Input records:
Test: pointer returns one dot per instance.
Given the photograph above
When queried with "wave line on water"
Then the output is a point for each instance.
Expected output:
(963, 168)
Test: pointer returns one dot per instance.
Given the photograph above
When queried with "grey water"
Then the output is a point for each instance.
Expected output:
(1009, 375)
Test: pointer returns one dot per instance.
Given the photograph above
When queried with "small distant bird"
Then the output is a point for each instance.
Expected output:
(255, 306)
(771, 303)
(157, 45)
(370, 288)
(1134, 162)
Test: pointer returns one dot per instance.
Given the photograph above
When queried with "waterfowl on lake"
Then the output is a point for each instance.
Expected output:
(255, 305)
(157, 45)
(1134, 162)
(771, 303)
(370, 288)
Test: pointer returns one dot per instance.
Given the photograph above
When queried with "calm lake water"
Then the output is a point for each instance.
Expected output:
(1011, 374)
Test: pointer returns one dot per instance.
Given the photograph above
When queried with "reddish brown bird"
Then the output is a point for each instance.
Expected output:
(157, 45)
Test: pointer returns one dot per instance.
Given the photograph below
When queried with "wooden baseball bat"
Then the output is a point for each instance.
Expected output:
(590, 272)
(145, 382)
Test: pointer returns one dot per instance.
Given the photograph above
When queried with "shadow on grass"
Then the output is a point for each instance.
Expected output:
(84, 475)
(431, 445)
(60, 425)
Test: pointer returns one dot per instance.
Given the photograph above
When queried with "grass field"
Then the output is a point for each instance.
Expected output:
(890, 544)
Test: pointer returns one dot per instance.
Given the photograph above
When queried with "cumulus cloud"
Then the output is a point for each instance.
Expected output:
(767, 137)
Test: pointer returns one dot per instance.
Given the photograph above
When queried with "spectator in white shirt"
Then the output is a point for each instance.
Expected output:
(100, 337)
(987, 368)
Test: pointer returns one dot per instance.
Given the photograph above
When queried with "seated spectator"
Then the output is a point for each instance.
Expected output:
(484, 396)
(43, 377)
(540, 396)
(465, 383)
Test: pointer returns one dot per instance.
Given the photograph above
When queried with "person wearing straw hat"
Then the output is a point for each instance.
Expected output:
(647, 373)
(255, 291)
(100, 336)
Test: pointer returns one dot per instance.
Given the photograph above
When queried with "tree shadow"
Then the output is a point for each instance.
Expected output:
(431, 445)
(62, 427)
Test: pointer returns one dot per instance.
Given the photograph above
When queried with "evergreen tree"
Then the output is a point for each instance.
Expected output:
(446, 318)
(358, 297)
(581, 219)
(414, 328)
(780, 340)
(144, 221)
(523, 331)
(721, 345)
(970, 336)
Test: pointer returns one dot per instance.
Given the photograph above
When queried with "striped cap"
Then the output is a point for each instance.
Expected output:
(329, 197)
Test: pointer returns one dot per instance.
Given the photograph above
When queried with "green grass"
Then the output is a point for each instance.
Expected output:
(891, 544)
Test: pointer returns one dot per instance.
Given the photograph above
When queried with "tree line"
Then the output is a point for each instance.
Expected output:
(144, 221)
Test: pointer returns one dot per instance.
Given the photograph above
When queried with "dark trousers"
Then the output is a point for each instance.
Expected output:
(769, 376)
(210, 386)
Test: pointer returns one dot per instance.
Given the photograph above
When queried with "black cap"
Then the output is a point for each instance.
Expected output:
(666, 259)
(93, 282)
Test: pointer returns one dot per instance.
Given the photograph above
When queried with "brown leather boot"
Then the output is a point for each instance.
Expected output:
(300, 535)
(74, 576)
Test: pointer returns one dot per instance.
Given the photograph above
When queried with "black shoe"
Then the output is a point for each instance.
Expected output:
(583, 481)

What is being asked: Render the items, starting at their first line and ending at the line containing "(1009, 375)", as a Markdown table with the columns No. and Line. Give each line its own numbered row and leave out any blank lines.

Finished answer:
| No. | Line |
|---|---|
| 1 | Test: pointer returns one dot per instance. |
| 2 | Given the photograph above |
| 3 | When queried with "wave line on water" |
| 4 | Then the output is a point for each instance. |
| 5 | Expected output: |
| 6 | (963, 168) |
| 7 | Test: pointer returns one dot per instance. |
| 8 | Given the photograph above |
| 9 | When queried with "grey water" |
| 10 | Then the output is a point for each instance. |
| 11 | Expected output: |
| 12 | (1009, 375) |